▶ Document segment

——————

Aram Nagar in Mumbai’s Andheri neighbourhood is home to many rehearsal spaces and studios. Within one such space, theatre director and playwright Feroz Abbas Khan—known for productions such as Tumhari Amrita and Mughal-e-Azam—is rehearsing for his new play, Letters of Suresh. And as the title suggests, actor Vir Hirani can be seen reading out excerpts from a set of letters.
The play is not set too far back in the past; rather, it deals with the post-pandemic reality. Based on the text by American playwright Rajiv Joseph, who has in the past written plays like Guards at the Taj and Bengal Tiger at the Baghdad Zoo, Abbas Khan’s play focuses on communication between young Suresh and a senior Japanese priest, Father Hashimoto. They don’t know each other but their letters speak of everything, from education to relationships and religion.
Hashimoto, essayed by Harssh Singh, first spotted Suresh, a prolific artist, at an origami conference in Nagasaki, Japan. Even though they didn’t speak at the time, the priest found an exquisite bird, folded by the artist, and felt a yearning to communicate with him. Even though they exchange ideas on paper, in this age of digital communication, the story doesn’t seem strange or abrupt. Rather, this need for slow, thoughtful communication seems oddly relatable. Save for one FaceTime conversation, the characters never meet or speak in person. You witness two sides of the same story through the letters.
The characters have been well-etched out. As the play unfolds, you learn of Hashimoto’s stroke of luck to have escaped the dropping of the atomic bomb in Nagasaki. Suresh gradually reveals his fascination for older women. Two other characters are integral to the story: Melody, a Seattle-based teacher, who is Hashimoto’s niece, and Amelia, who is romantically involved with Suresh.
Hirani, armed with a degree from the Royal Academy of Dramatic Arts, is not new to the world of performing arts. He has grown up watching his father, director-producer—Rajkumar Hirani—at work. However, he finds Abbas Khan’s manner of creating emotional graphs for the characters very different. “We would talk about the characters and their relationships with each other. Then, we would break away and perform the solo pieces,” he says. The character of Suresh felt like a challenge—he is supposed to be a genius, a quality that Hirani couldn’t relate with initially. He thought of taking up origami to get into the skin of the character, but decided against it as the character never folds paper on stage.
The last two productions Abbas Khan directed were Mughal-E-Azam, based on the 1960 film by K Asif, and The Great Indian Musical, a big-budget extravaganza that marked the opening of the Nita Mukesh Ambani Cultural Centre. Both had large cast, intricate choreography, and the grandiosity of Broadway productions.

——————

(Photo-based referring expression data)
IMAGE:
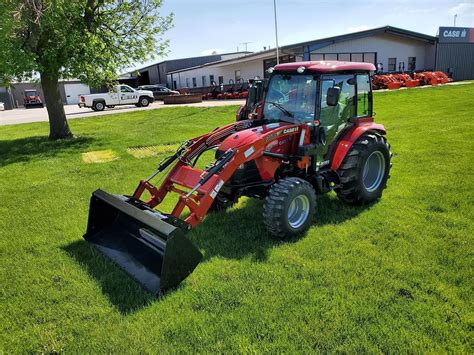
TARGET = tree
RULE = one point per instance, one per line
(91, 40)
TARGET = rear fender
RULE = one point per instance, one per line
(348, 139)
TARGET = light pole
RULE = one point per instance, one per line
(276, 31)
(245, 44)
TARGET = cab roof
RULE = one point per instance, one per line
(326, 66)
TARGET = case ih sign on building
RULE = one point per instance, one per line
(456, 34)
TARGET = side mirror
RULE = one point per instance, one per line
(332, 97)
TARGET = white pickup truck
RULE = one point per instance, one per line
(121, 95)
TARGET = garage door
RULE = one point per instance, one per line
(73, 91)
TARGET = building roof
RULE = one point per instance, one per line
(212, 57)
(324, 42)
(326, 66)
(374, 31)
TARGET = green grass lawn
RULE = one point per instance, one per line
(391, 277)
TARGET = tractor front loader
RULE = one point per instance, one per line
(311, 132)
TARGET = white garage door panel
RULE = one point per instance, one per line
(73, 91)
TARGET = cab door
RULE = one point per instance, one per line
(127, 95)
(354, 102)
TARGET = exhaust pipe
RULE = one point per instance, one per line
(141, 241)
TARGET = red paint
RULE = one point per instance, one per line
(345, 143)
(326, 66)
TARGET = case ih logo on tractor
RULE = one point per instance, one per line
(310, 132)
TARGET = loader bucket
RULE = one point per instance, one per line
(139, 240)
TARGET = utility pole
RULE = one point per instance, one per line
(276, 31)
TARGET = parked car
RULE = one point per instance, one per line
(159, 91)
(121, 95)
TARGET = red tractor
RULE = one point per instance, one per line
(312, 132)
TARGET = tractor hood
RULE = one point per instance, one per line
(250, 135)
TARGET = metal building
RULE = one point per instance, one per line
(455, 52)
(156, 73)
(389, 48)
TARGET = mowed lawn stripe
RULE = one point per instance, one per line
(394, 276)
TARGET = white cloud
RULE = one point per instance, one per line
(462, 8)
(213, 51)
(358, 28)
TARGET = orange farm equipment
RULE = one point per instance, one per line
(386, 81)
(407, 80)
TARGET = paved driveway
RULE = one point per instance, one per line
(22, 115)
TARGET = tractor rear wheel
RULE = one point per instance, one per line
(289, 207)
(365, 170)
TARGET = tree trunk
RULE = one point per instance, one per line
(58, 126)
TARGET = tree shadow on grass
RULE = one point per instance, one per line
(125, 294)
(27, 149)
(240, 232)
(234, 234)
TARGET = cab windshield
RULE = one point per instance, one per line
(290, 98)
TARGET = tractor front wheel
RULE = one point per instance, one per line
(364, 171)
(289, 207)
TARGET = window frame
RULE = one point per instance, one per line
(394, 64)
(409, 64)
(326, 77)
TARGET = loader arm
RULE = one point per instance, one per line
(197, 188)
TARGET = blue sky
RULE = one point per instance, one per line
(204, 26)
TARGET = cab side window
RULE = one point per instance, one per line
(363, 92)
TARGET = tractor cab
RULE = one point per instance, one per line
(329, 95)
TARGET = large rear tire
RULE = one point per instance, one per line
(289, 207)
(365, 170)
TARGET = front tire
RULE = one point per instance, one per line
(289, 207)
(365, 170)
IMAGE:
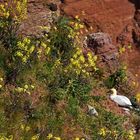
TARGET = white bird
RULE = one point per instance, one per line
(121, 100)
(92, 111)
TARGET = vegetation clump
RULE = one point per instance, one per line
(46, 83)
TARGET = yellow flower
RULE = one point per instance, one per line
(57, 138)
(19, 89)
(81, 26)
(77, 138)
(49, 136)
(26, 86)
(138, 97)
(131, 135)
(83, 13)
(32, 86)
(77, 17)
(1, 79)
(35, 137)
(27, 128)
(0, 86)
(102, 132)
(22, 127)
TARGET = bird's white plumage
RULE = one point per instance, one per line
(120, 99)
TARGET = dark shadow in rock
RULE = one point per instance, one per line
(136, 2)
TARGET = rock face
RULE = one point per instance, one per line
(110, 16)
(39, 14)
(101, 44)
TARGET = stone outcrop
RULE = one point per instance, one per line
(101, 44)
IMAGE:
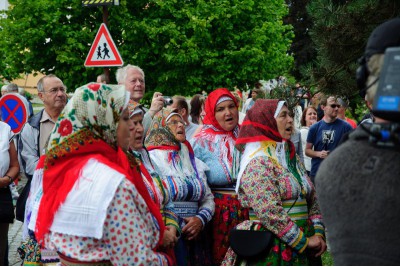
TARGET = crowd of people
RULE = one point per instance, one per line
(111, 182)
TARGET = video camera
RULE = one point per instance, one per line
(168, 101)
(387, 98)
(387, 103)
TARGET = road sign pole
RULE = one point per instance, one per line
(106, 70)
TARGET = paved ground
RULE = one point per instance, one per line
(15, 235)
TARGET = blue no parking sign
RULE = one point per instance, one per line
(14, 111)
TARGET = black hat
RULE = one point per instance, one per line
(385, 35)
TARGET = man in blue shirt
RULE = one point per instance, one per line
(324, 136)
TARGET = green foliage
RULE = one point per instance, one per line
(183, 46)
(327, 259)
(288, 92)
(340, 32)
(302, 47)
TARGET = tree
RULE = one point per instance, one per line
(340, 32)
(183, 46)
(302, 47)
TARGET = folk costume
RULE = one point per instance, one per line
(216, 147)
(186, 184)
(270, 181)
(157, 190)
(93, 208)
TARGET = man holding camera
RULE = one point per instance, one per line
(133, 78)
(358, 184)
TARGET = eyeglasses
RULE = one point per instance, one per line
(176, 122)
(54, 91)
(335, 106)
(134, 81)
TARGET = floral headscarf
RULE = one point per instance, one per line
(209, 119)
(101, 117)
(135, 108)
(159, 135)
(260, 125)
(86, 129)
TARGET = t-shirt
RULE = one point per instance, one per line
(325, 136)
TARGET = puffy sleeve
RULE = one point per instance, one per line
(207, 204)
(261, 186)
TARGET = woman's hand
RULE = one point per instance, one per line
(192, 228)
(169, 238)
(316, 245)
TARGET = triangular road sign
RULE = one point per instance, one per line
(103, 52)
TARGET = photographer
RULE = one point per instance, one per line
(358, 184)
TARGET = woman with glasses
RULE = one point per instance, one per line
(215, 145)
(86, 201)
(276, 188)
(185, 181)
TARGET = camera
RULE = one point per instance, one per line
(387, 98)
(168, 101)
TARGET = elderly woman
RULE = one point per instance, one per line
(215, 145)
(152, 180)
(9, 170)
(185, 181)
(275, 186)
(92, 207)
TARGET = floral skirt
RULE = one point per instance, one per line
(228, 214)
(280, 254)
(191, 252)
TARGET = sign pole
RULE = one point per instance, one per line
(106, 70)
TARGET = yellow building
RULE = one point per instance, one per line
(28, 82)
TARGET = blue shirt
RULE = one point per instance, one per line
(325, 136)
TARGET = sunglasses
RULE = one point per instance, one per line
(334, 106)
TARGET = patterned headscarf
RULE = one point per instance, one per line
(135, 108)
(260, 125)
(86, 129)
(159, 135)
(211, 103)
(96, 107)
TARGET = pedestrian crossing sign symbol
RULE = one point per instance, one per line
(103, 52)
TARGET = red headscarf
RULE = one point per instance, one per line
(209, 106)
(260, 125)
(70, 148)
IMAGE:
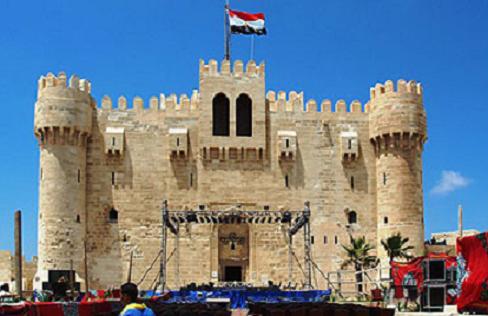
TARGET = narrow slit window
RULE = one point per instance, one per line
(352, 217)
(113, 216)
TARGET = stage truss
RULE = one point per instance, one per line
(295, 219)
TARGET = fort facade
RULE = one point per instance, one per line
(105, 170)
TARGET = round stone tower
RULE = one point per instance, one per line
(62, 124)
(398, 132)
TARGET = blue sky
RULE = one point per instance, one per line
(329, 49)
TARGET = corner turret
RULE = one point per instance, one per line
(62, 125)
(398, 132)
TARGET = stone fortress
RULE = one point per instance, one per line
(105, 170)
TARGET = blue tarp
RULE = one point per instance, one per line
(240, 298)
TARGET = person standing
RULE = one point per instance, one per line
(129, 293)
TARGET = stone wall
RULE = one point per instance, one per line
(136, 157)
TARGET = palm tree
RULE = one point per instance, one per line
(358, 256)
(395, 246)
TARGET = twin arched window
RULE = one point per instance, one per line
(221, 115)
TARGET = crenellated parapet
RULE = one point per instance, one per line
(63, 111)
(397, 115)
(294, 102)
(61, 81)
(170, 103)
(251, 69)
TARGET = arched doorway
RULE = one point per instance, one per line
(233, 252)
(244, 115)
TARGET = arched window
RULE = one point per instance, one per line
(220, 115)
(113, 216)
(352, 217)
(244, 115)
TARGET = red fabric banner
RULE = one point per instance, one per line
(473, 268)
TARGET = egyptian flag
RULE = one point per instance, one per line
(246, 23)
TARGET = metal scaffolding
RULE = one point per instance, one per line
(296, 219)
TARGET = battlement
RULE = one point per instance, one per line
(212, 69)
(280, 102)
(402, 87)
(163, 103)
(74, 82)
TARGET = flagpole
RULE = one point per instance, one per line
(226, 31)
(252, 47)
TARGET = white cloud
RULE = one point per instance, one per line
(450, 181)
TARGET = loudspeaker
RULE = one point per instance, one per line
(434, 298)
(435, 270)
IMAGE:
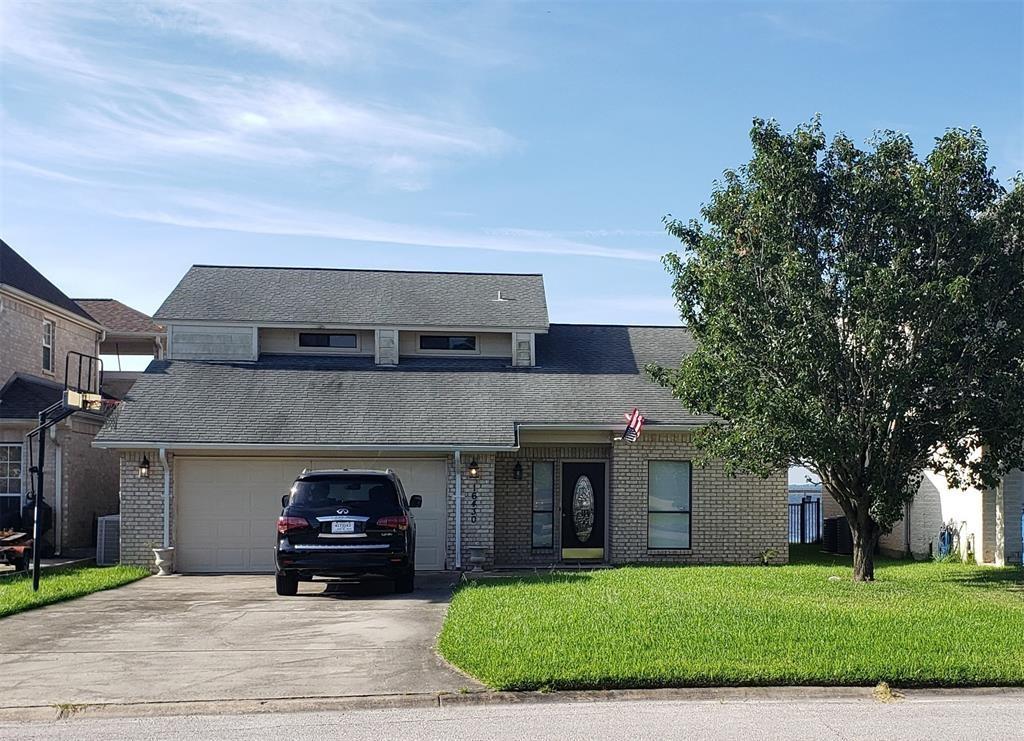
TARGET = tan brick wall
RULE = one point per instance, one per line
(142, 507)
(88, 478)
(90, 483)
(514, 502)
(22, 330)
(477, 508)
(734, 518)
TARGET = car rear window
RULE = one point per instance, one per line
(360, 495)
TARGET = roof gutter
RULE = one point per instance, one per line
(136, 445)
(290, 446)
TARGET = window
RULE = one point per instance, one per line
(47, 345)
(10, 483)
(669, 505)
(544, 500)
(344, 341)
(461, 343)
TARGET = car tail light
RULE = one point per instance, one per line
(290, 524)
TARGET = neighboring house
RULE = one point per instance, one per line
(507, 426)
(991, 520)
(127, 332)
(39, 325)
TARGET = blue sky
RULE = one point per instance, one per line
(139, 138)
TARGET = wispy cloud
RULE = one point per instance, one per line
(799, 27)
(218, 211)
(137, 109)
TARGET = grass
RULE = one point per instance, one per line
(919, 624)
(59, 584)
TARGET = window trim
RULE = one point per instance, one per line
(532, 504)
(49, 346)
(20, 458)
(689, 495)
(320, 349)
(420, 349)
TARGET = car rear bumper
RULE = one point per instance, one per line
(324, 562)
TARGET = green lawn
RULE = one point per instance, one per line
(60, 584)
(919, 624)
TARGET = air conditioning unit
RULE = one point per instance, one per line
(109, 540)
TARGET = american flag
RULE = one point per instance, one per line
(634, 424)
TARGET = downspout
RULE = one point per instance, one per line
(458, 510)
(167, 497)
(57, 492)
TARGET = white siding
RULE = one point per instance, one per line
(211, 342)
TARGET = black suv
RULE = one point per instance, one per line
(346, 523)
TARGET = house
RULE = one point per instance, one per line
(509, 427)
(990, 522)
(39, 325)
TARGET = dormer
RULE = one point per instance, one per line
(239, 313)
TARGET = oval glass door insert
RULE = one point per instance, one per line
(583, 509)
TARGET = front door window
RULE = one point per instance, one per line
(10, 485)
(583, 511)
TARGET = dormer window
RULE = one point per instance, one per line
(449, 343)
(345, 341)
(47, 346)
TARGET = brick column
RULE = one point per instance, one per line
(477, 508)
(142, 507)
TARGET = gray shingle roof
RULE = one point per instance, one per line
(586, 375)
(356, 297)
(118, 317)
(18, 273)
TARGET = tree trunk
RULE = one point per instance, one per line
(865, 537)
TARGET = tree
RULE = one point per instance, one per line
(859, 312)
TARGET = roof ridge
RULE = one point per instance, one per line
(628, 327)
(366, 269)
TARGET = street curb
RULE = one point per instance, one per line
(717, 695)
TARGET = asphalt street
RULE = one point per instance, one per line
(947, 718)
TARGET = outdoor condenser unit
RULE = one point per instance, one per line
(108, 539)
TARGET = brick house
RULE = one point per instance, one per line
(508, 426)
(39, 325)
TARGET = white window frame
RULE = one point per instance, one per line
(19, 479)
(534, 512)
(420, 350)
(329, 350)
(48, 345)
(688, 512)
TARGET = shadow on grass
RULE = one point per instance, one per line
(543, 579)
(1008, 578)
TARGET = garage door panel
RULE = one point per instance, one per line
(226, 508)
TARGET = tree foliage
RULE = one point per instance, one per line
(858, 311)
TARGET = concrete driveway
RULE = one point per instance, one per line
(213, 638)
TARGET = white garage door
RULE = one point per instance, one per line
(226, 509)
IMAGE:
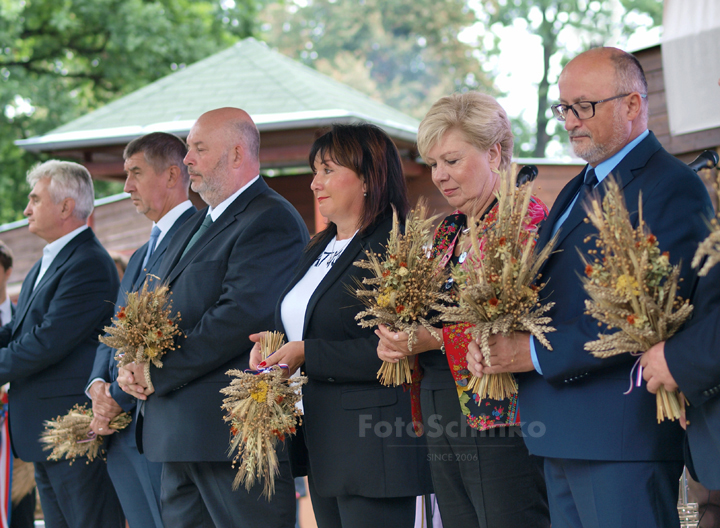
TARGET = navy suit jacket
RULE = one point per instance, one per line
(693, 357)
(105, 366)
(49, 347)
(577, 408)
(345, 405)
(225, 289)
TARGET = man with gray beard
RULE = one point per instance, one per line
(607, 460)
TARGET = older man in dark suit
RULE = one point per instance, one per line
(48, 349)
(157, 181)
(226, 268)
(607, 460)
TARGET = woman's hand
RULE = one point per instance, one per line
(291, 354)
(393, 346)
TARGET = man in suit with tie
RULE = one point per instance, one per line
(48, 349)
(607, 460)
(157, 181)
(226, 268)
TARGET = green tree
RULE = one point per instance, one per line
(592, 22)
(62, 58)
(406, 53)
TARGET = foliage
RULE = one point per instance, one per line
(590, 22)
(61, 59)
(405, 53)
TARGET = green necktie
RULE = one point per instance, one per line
(201, 230)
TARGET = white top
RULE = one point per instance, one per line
(294, 305)
(6, 311)
(51, 251)
(167, 221)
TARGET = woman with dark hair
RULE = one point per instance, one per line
(365, 464)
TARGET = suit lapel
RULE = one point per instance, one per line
(25, 293)
(227, 218)
(55, 265)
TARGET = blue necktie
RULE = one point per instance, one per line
(154, 235)
(203, 227)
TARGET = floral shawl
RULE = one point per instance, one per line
(485, 413)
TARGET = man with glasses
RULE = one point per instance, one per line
(607, 460)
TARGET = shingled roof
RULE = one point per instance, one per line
(278, 92)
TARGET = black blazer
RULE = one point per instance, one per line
(354, 442)
(49, 346)
(577, 409)
(225, 289)
(693, 357)
(105, 366)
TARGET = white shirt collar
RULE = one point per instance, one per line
(52, 250)
(215, 212)
(167, 221)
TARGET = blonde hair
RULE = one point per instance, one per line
(478, 116)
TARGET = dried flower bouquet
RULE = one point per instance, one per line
(405, 288)
(261, 409)
(632, 287)
(497, 290)
(69, 436)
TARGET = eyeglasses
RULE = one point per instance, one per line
(582, 109)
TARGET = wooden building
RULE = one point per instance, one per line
(289, 102)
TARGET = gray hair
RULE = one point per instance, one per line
(478, 116)
(630, 77)
(67, 180)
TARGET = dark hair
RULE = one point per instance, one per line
(371, 154)
(161, 150)
(6, 256)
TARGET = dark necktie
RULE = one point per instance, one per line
(154, 234)
(201, 230)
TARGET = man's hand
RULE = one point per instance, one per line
(655, 369)
(393, 346)
(131, 379)
(507, 354)
(255, 356)
(105, 408)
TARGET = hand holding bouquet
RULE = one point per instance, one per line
(632, 287)
(261, 408)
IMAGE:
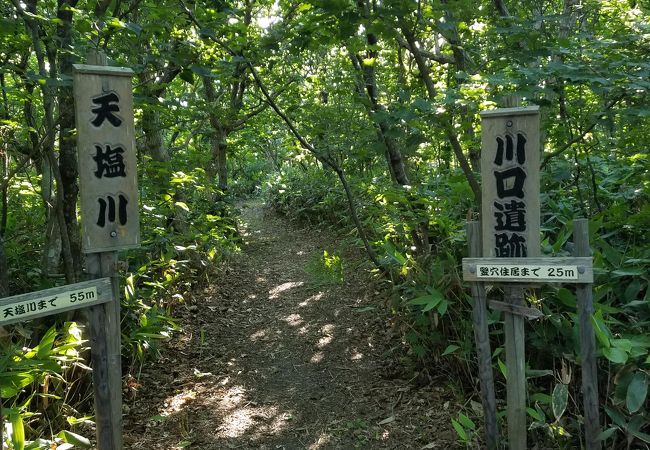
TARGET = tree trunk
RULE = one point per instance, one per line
(67, 148)
(218, 165)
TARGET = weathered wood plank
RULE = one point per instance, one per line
(510, 210)
(523, 311)
(105, 338)
(482, 339)
(584, 296)
(108, 175)
(105, 348)
(534, 269)
(516, 364)
(33, 305)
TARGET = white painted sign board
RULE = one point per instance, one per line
(108, 183)
(510, 154)
(534, 269)
(20, 308)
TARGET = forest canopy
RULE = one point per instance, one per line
(362, 115)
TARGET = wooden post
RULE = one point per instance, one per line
(105, 349)
(516, 363)
(584, 295)
(106, 345)
(482, 338)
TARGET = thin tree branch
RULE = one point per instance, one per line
(582, 135)
(438, 57)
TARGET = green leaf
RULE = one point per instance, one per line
(183, 206)
(615, 355)
(637, 391)
(607, 433)
(75, 439)
(535, 414)
(567, 297)
(559, 400)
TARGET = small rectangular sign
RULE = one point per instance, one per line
(108, 184)
(510, 210)
(56, 300)
(526, 272)
(518, 270)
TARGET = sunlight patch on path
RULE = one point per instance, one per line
(276, 291)
(313, 299)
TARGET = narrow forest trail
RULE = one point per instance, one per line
(270, 357)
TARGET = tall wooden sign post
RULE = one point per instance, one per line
(510, 245)
(110, 221)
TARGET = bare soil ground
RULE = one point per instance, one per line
(273, 357)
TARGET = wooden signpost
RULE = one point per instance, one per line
(507, 252)
(33, 305)
(109, 222)
(110, 219)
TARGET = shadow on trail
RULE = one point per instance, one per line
(273, 360)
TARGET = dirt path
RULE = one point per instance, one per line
(278, 356)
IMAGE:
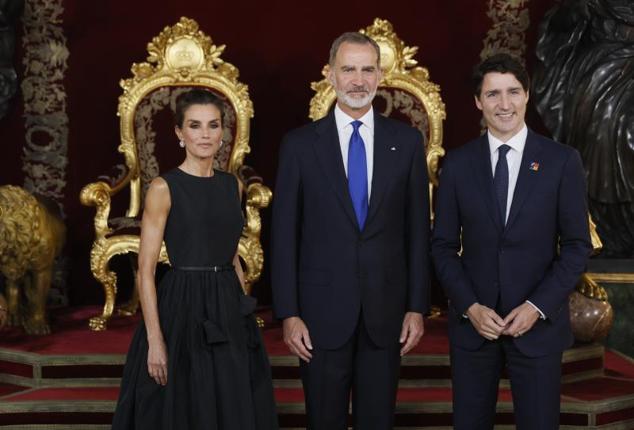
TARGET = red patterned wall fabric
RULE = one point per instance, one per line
(279, 48)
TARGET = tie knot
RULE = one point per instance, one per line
(502, 150)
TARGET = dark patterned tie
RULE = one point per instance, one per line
(358, 174)
(501, 180)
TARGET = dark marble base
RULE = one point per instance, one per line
(621, 337)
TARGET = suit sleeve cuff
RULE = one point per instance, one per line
(541, 314)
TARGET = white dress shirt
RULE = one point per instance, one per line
(345, 129)
(514, 161)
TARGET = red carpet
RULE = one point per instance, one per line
(75, 372)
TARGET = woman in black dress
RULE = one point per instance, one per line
(197, 361)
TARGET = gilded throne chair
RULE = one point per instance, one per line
(180, 57)
(404, 93)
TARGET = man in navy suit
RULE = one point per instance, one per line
(515, 202)
(350, 245)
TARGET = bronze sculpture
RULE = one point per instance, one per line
(10, 12)
(584, 90)
(31, 236)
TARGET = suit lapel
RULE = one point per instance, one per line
(526, 178)
(484, 174)
(383, 159)
(328, 152)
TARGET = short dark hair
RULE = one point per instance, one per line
(501, 63)
(357, 38)
(196, 96)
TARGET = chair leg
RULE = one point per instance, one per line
(14, 317)
(36, 292)
(108, 279)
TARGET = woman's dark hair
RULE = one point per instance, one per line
(196, 96)
(501, 63)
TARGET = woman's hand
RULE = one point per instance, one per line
(157, 361)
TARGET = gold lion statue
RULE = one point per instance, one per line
(31, 236)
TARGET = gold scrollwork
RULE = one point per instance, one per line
(181, 55)
(400, 71)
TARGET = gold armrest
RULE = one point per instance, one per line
(98, 194)
(258, 196)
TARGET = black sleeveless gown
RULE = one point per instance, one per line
(218, 375)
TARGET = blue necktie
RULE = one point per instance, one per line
(358, 174)
(501, 180)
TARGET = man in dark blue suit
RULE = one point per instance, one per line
(515, 203)
(350, 242)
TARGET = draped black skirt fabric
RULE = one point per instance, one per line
(218, 372)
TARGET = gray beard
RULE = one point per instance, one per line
(355, 103)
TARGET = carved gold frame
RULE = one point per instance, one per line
(181, 55)
(400, 72)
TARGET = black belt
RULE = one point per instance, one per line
(221, 268)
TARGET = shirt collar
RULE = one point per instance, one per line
(517, 142)
(343, 120)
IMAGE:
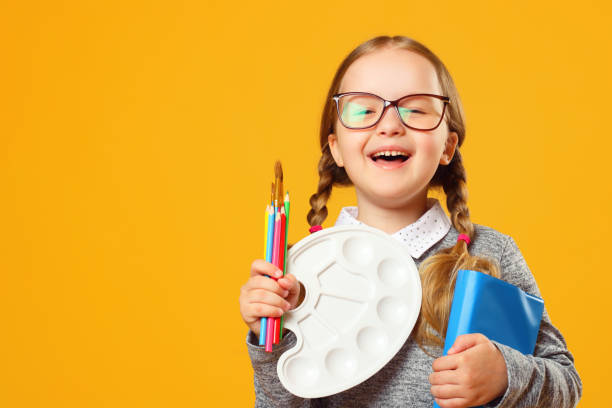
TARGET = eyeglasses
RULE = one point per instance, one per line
(361, 110)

——————

▶ Exercise set
a – Print the stretch of the article on the play Letters of Suresh from "The last two" through "of Broadway productions.".
b – Carry on the article about the play Letters of Suresh, picking up right after its last sentence.

▶ Per-task answers
a –
The last two productions Abbas Khan directed were Mughal-E-Azam, based on the 1960 film by K Asif, and The Great Indian Musical, a big-budget extravaganza that marked the opening of the Nita Mukesh Ambani Cultural Centre. Both had large cast, intricate choreography, and the grandiosity of Broadway productions.

b –
“This is what I like the most,” he says about returning to an intimate performance. “After doing big productions, a certain exhaustion has set in. They take a lot out of you. As a theatre maker, your primary work is to engage with the text and the actors. Letters of Suresh felt like coming back home.”
Abbas Khan chanced upon this idea ahead of a meeting with playwright Rajiv Joseph. He found the play extremely modern and complex, and simply wanted to share it with the audience. The cast came together organically, with several actors reaching out to him once the play had been locked.
“In the beginning, I didn’t know how to make this play. We workshopped for a week or two and then things started coming together,” he says. “If that hadn’t happened, I would have resigned to the fact that the play reads better than it performs.”
Call it serendipity or a co-incidence, but Abbas Khan’s landmark productions have been based on letters. His acclaimed play, Tumhari Amrita, starring Farooque Sheikh and Shabaza Azmi, which opened in 1992, was an Indian adaptation of AR Gurney’s Love Letters. The director maintains that though he doesn’t go looking for letters to base a performance on, this idea of slow communication holds a special place for him. “The act of reflecting and putting pen to paper is so beautiful. It’s the difference between what happens on a TV channel and what you read in print,” he explains. “There’s so much contemplation. You reveal so much of your inner self. It’s private and mysterious,” he adds.
In Letters of Suresh, Abbas Khan lets the text do the talking. Hirani speaks and reads with the occasional discomfort of a young boy confronted with deep conversations about life. “Almost like a non-performance,” says Abbas Khan. “It’s Rajiv Joseph’s creation and he is the star. It is his writing that makes the actors do what they do. I am just a mediator. My job is to make the writing and the actors shine.”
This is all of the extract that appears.